**BRANO DA LEGGERE:**

══════

Franca Rame, allora esponente dell'Organizzazione Soccorso Rosso Militante, in una lettera datata 28 aprile 1973 scrive a Lollo: Ti ho inserito nel Soccorso rosso militante. Riceverai denaro dai compagni, e lettere, così ti sentirai meno solo[15][16].

Alla campagna innocentista in favore dei tre indagati contribuirono anche alcuni autorevoli personaggi della sinistra, quali il senatore comunista Umberto Terracini (già presidente dell'Assemblea Costituente e uno dei tre firmatari della Costituzione italiana), il deputato socialista Riccardo Lombardi (già membro anch'egli Assemblea Costituente e capo storico della corrente "autonomista" del suo partito), l'autore e attivista Dario Fo (compagno e poi marito della succitata Franca Rame) e lo scrittore Alberto Moravia[17].

I processi[modifica | modifica wikitesto]

Achille Lollo durante il processo del 1975

Il primo grado[modifica | modifica wikitesto]

Il processo di primo grado, presieduto dal magistrato Giovanni Salemi, iniziò il 24 febbraio 1975, a quasi due anni dal rogo con due degli imputati, Manlio Grillo e Marino Clavo, ancora latitanti ed il solo Achille Lollo in stato di detenzione.

══════

**RECORD FORNITI:**
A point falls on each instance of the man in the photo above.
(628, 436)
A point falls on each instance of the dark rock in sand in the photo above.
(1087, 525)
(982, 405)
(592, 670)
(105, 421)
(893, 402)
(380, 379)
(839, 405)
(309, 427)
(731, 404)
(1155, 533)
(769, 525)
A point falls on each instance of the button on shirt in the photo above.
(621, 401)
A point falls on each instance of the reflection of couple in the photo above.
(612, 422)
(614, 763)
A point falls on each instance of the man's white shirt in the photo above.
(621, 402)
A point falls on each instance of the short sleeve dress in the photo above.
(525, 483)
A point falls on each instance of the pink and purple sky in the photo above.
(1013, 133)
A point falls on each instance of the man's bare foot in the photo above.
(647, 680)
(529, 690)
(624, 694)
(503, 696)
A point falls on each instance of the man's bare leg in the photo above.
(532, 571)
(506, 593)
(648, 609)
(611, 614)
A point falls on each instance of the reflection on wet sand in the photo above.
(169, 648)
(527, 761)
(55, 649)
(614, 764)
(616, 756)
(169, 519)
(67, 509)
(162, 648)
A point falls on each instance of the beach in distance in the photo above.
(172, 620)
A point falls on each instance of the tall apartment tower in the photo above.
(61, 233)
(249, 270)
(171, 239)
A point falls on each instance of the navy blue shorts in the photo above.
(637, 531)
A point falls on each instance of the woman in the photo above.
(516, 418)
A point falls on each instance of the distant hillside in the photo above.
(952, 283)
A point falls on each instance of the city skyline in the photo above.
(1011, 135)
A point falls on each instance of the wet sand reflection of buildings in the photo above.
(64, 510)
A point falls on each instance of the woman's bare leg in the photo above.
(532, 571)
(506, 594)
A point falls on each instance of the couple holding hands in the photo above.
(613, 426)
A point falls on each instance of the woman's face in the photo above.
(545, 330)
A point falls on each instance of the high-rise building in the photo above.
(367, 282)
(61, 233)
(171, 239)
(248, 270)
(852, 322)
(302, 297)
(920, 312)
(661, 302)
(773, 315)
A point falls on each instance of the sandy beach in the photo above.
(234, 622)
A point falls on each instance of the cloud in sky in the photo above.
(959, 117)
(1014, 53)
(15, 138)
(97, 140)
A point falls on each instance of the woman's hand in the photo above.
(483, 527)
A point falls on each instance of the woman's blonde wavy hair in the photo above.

══════

Riprendi il brano sul rogo e sui processi ad Achille Lollo e agli altri imputati, scrivendo il seguito dopo la sua ultima frase.

**RISULTATO:**
Il processo durò più di tre mesi, tra violente manifestazioni dei militanti della sinistra extraparlamentare che all'esterno del tribunale di Roma, durante le udienze, manifestarono chiedendo il proscioglimento per i tre militanti di Potere Operaio. Il 28 febbraio 1975, alla fine della quarta udienza, vi furono scontri tra giovani di destra e di sinistra fuori dal Tribunale, a Piazzale Clodio: lo studente greco Mikis Mantakas, militante del FUAN, venne ucciso a colpi di pistola da estremisti di sinistra nei pressi del Palazzo di Giustizia.[12][18]

La Pubblica Accusa, che aveva rinviato a giudizio Lollo, Grillo e Clavo, chiese la condanna all’ergastolo per strage. Il processo in Corte d'Assise si concluse il 15 giugno 1975 con l'assoluzione per insufficienza di prove degli imputati dalle accuse di incendio doloso e omicidio colposo.[19]

Il secondo grado[modifica | modifica wikitesto]

Il processo di secondo grado ebbe inizio nel 1981 e si concluse con una sentenza di annullamento: la Corte d'assise d'appello di Roma annullò invero la sentenza emessa dal collegio di prime cure rilevando come uno dei giudici popolari della corte d'assise non fosse idoneo a svolgere le sue funzioni in quanto affetto da "sindrome neuroastenica di tipo depressivo". Nel 1984, tuttavia, la sentenza emessa in secondo grado venne a sua volta annullata dalla Cassazione, la quale trasmise gli atti ad una diversa sezione della corte d'assise d'appello per l'ulteriore corso del processo.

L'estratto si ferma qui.